**READING TEXT:**
★ ★ ★

# Arrangement for 4 voices



## Rasa

Somebody asked me to arrange this melody for four voices. Usually it has 3 repeats with different text, but wouldn't want to bore you with those, so just the one time thing (I hope you can ignore my rendering softwares utter ineptitude at rendering good singing sounds or respecting phrasing):


----------



## chillowack

I thought this was very pretty, Rasa (overlooking the facts that the computer voices lack life, and there are no dynamics).

Did you compose this piece yourself? Or just arrange it as a choral piece, from some other kind of work?


----------



## Rasa

I just received the melody and put the rest under it.


----------



## Krummhorn

Wonderfully done. 
I like the moving harmonies in the lower voices when the soprano is holding. 

Have you done more compositions like this?


----------



## Rasa

yes, but this is the only one that doesn't explode in an ugly mess of dissonant harmony. Since this was an assignment, I kept it low on the dissonances.

The reason the moving harmonies work is because they're not really moving harmonies, but just the same harmonies as in the exposition with some simple passage and appogiatura notes. It sound moving, because the bass line has them. This ensures it remains harmonically stable while providing a certain polyphony. Cut all the embellishments, and the first and second repeat are exactly the same.

Here's an example of what I find amusing to arrange: (Beautiful Love)

As you can hear, this is first of all in a jazzy style. Unlike in the other one, the dissonances are harder and I don't avoid cutting into them hard. But I think it's similar in the attempt to create polyphony against the soprano line (I like the tenor in this)

I guess if I want my arrangements to be acceptable, I need to cut down on the dissonance, and pay more attention to the harmonies that are part of the basic harmonic rythm, instead of just looking for the special chords all the time.


----------



## Rasa

This got me thinking. Maybe we could take a short melody and all arange it for a certain ensemble, and see what everybody comes up with  purely as an academic spielerei...


----------



## SenorTearduct

Lets do it!.. Someone can upload it via midi to this forum, and we can post the results here or somthing...


----------



## chillowack

Rasa, I thought "Beautiful Love" was great!

You have a definite talent for this kind of arrangment.


----------



## jcsd

I agree, I actually preferred the second piece to the first. Whilst the first was very easy on the ear, the second just sounded more interesting.


----------



## Rasa

Let's do something we all know: Autumn leaves. I think this is a good candidate because it can be solved in a light romantic style, utilising classical harmony, as well as a jazz style. This way, it should give two different renderings.

don't think you'll require a midi? Here is a leadsheet. Ofcourse, doesn't mean you have to follow the chords on the leadsheet. Next assignement we'll take a popular melody, keep genres switched up.


----------

★ ★ ★

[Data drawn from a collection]
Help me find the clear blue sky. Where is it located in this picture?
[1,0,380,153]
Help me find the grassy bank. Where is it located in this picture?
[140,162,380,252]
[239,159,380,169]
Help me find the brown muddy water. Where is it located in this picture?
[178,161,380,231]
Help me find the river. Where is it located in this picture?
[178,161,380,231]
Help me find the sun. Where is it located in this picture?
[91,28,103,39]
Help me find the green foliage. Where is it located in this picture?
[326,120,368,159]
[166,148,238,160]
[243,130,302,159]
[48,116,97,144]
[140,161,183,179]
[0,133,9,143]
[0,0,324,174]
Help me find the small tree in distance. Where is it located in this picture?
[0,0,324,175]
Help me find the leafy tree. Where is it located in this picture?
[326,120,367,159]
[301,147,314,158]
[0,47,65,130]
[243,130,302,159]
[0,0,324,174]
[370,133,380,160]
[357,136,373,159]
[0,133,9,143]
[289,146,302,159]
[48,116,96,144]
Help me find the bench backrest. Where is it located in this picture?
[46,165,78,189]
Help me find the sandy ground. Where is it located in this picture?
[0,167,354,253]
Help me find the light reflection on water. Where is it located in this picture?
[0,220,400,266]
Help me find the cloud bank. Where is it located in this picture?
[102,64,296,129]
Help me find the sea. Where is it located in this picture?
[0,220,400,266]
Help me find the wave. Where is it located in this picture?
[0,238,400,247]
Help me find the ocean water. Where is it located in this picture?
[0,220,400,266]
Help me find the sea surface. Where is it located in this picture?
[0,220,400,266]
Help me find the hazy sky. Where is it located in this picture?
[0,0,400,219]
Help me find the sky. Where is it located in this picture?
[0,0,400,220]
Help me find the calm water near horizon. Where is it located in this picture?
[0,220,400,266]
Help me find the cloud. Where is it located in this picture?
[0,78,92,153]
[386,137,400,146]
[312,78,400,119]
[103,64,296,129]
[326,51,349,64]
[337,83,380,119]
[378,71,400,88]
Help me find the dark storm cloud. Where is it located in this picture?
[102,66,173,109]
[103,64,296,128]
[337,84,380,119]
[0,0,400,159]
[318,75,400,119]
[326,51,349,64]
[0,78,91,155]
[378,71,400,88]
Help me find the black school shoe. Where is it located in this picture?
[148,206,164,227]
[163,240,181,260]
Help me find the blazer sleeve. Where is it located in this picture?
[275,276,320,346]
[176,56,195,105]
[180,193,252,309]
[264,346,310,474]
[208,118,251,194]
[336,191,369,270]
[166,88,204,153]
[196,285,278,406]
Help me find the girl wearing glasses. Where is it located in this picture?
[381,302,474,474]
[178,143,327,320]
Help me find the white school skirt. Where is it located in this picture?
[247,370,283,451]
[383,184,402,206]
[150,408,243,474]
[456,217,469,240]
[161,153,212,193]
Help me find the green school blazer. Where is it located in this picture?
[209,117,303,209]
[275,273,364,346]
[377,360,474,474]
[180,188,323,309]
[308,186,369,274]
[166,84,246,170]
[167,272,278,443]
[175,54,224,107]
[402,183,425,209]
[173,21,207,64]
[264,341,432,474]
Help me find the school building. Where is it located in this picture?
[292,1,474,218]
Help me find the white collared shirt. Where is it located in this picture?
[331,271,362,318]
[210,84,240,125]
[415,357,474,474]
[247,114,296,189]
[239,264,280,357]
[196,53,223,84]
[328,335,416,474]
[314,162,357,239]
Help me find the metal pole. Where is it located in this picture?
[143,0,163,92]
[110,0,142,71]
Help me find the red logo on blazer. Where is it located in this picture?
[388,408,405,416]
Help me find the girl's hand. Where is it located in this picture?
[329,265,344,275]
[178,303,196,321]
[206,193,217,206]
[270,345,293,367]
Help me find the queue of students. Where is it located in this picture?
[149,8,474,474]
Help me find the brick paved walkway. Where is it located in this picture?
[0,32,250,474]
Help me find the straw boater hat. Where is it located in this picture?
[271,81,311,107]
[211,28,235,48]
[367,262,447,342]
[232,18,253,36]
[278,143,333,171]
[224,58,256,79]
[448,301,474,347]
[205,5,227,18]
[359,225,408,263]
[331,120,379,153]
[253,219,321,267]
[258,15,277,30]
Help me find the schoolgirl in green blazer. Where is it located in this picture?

★ ★ ★

**REQUESTS:**
1. Reproduce word for word the passage of the forum thread from "Have you done" up to and including "arrange: (Beautiful Love)".
2. Rewrite more briefly the paragraph of the forum thread that begins "The reason the moving harmonies work", keeping its main facts.
The records above are material separate from the forum thread.

**ANSWER SET:**
1.
Have you done more compositions like this?


----------



## Rasa

yes, but this is the only one that doesn't explode in an ugly mess of dissonant harmony. Since this was an assignment, I kept it low on the dissonances.

The reason the moving harmonies work is because they're not really moving harmonies, but just the same harmonies as in the exposition with some simple passage and appogiatura notes. It sound moving, because the bass line has them. This ensures it remains harmonically stable while providing a certain polyphony. Cut all the embellishments, and the first and second repeat are exactly the same.

Here's an example of what I find amusing to arrange: (Beautiful Love)

2. The moving harmonies are not truly moving harmonies. They repeat the harmonies of the exposition with some simple added embellishing notes, and they sound moving because the bass line carries them. This keeps the piece harmonically stable while giving it some polyphony. Without the embellishments, the first and second repeats are identical.